SELECTED EXCERPT =
▶

Journalist Kim Wall Remembered As A "Badass" By Her Friends

"This is an industry full of posers... Kim was the opposite."

Danish police announced on Wednesday that remains found floating in Copenhagen harbor matched the DNA of missing Swedish journalist Kim Wall, leaving a tight-knit community of reporters, scattered all across the world, grappling with the loss of a talented colleague who charmed sources and friends alike with her empathy and humor.

"Kim was a rare breed. She’d ask about digging up city election records and in the same breath remind you, with great delight, that Shakira is pregnant,” said Laura Dimon, a reporter at the New York Daily News, who went to graduate school with Wall.

Wall, 30, grew up in Malmö, Sweden, with her parents and brother, but lived abroad most of her adult life.

Her mother, Ingrid Wall, wrote on Facebook on Wednesday that the family felt “boundless sadness and dismay” at news of her death.

◀

(Image-grounded pointing data)
▶

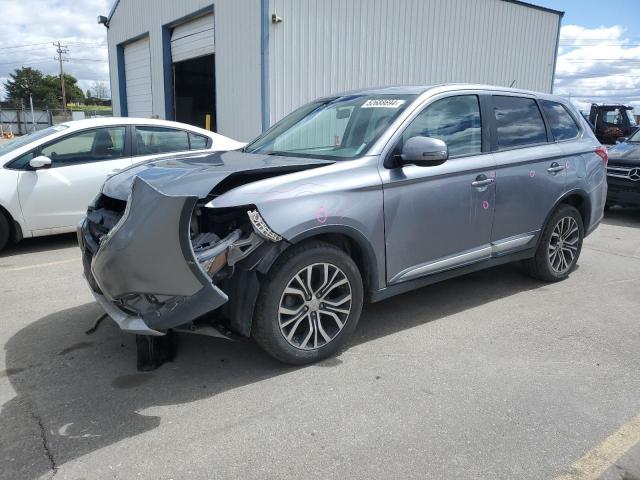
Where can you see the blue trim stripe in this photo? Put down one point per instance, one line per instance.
(122, 82)
(264, 64)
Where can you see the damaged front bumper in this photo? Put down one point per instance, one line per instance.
(144, 271)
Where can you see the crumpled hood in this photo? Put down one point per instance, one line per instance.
(625, 154)
(196, 175)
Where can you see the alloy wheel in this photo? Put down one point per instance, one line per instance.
(563, 244)
(315, 306)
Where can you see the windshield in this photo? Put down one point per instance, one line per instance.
(26, 139)
(337, 128)
(632, 119)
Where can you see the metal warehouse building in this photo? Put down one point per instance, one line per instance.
(247, 63)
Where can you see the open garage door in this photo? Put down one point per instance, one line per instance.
(193, 57)
(137, 71)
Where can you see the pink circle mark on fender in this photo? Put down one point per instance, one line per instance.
(321, 214)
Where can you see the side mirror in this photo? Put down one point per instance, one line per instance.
(40, 162)
(424, 151)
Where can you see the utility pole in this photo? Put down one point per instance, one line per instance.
(61, 50)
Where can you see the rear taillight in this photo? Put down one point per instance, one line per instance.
(603, 154)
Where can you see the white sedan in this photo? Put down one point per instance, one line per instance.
(48, 178)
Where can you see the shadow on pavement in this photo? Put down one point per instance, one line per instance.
(40, 244)
(622, 217)
(77, 393)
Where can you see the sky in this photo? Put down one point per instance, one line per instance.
(598, 61)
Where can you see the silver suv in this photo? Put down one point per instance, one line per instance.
(351, 198)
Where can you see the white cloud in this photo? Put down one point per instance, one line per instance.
(30, 26)
(598, 65)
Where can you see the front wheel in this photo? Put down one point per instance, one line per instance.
(559, 247)
(309, 304)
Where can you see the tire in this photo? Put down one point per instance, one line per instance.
(297, 329)
(554, 261)
(5, 231)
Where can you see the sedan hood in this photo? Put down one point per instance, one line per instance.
(625, 154)
(197, 175)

◀

EXERCISE GOAL = Pick up the article remembering journalist Kim Wall right after its final sentence and carry it forward. The data shown here was taken from a separate source and has no connection to the article about Kim Wall.

RESULT =
“During the horrendous days since Kim disappeared, we have received countless evidence of how loved and appreciated she was, as a human and friend as well as a professional journalist,” wrote her mother.

“From all corners of the world comes evidence of Kim's ability to be a person who makes a difference,” she added.

BuzzFeed News talked to over half a dozen of her friends and colleagues, who spoke glowingly of her unending curiosity, her love of puns, and her impressive knitwear collection. Wall was known amongst her friends as a “good hugger” who regularly dragged them out for karaoke and dumplings. More than anything, they were proud of her adventurous life spent traveling the world telling good stories.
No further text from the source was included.